*Task details:*
Pick out each line in the data below that contains the word "green" and copy it.

BEGIN Data entries

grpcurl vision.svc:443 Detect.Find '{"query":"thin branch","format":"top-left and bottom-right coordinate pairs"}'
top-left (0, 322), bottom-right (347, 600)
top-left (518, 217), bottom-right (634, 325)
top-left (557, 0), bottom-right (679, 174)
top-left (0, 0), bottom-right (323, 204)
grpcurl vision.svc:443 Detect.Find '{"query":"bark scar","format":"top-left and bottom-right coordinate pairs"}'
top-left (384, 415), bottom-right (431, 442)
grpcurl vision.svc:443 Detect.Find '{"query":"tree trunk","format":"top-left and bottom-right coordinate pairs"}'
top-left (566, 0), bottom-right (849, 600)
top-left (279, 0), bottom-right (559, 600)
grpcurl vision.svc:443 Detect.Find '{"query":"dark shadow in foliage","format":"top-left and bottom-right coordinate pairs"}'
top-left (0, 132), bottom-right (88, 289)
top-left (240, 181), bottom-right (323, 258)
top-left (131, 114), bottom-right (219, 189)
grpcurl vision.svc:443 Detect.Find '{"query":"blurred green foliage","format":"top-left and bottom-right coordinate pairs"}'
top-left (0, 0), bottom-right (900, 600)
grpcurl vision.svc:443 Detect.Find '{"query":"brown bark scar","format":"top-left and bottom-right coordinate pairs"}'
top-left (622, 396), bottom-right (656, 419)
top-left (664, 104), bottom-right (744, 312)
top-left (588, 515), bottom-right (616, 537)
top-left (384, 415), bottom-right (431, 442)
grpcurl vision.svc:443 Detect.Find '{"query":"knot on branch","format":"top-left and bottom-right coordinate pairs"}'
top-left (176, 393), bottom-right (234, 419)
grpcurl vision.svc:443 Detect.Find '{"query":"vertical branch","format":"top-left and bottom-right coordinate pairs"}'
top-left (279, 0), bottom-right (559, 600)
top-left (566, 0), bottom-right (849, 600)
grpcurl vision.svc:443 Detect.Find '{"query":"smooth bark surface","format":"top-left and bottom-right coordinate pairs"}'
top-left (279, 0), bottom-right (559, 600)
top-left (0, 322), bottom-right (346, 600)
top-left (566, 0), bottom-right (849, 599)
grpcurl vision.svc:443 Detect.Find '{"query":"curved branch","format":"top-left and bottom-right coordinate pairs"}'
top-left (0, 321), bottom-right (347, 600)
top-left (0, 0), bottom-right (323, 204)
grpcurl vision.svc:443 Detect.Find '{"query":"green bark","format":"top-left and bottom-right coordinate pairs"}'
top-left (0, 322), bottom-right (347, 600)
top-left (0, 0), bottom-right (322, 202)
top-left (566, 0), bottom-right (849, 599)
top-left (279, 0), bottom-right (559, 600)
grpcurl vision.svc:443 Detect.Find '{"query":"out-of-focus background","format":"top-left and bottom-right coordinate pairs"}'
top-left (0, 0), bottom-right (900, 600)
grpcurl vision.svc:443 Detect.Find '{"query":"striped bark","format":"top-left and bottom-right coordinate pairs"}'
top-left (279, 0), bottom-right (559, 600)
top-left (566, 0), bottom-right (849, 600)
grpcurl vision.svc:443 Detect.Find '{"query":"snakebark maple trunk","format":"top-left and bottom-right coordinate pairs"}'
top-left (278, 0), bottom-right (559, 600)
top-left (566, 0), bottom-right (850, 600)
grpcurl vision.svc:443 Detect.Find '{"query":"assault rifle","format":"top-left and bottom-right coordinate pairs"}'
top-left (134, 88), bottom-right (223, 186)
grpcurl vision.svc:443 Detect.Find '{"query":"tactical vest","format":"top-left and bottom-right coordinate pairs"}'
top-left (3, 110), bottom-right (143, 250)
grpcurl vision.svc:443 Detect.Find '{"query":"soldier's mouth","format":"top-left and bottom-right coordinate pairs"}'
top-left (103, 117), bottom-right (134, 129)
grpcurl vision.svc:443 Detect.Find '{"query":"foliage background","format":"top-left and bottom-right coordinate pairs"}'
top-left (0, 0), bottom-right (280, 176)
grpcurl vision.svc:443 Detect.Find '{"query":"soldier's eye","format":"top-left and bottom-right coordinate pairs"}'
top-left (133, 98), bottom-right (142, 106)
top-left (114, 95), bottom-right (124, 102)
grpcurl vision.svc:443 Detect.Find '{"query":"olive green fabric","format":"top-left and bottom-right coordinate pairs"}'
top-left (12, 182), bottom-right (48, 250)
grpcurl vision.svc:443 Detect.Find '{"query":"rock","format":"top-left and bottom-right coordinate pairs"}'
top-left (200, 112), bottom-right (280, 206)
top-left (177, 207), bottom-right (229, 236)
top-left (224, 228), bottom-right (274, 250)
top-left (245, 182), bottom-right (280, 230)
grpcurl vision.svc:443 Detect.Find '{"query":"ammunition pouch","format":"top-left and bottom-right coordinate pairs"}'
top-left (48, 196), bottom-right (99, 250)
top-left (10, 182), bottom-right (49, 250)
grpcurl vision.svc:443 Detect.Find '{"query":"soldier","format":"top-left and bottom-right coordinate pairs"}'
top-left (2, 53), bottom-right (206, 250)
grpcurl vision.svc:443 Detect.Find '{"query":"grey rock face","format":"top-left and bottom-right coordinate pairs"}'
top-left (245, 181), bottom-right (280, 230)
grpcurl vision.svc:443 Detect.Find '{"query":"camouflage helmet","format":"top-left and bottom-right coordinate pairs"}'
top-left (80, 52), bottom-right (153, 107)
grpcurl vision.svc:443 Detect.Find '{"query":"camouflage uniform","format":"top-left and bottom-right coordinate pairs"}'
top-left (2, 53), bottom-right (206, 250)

END Data entries

*Output of the exercise:*
grpcurl vision.svc:443 Detect.Find '{"query":"blurred green foliage","format":"top-left and bottom-right coordinate pairs"}'
grpcurl vision.svc:443 Detect.Find '{"query":"green bark","format":"top-left and bottom-right coordinate pairs"}'
grpcurl vision.svc:443 Detect.Find '{"query":"olive green fabric","format":"top-left and bottom-right coordinate pairs"}'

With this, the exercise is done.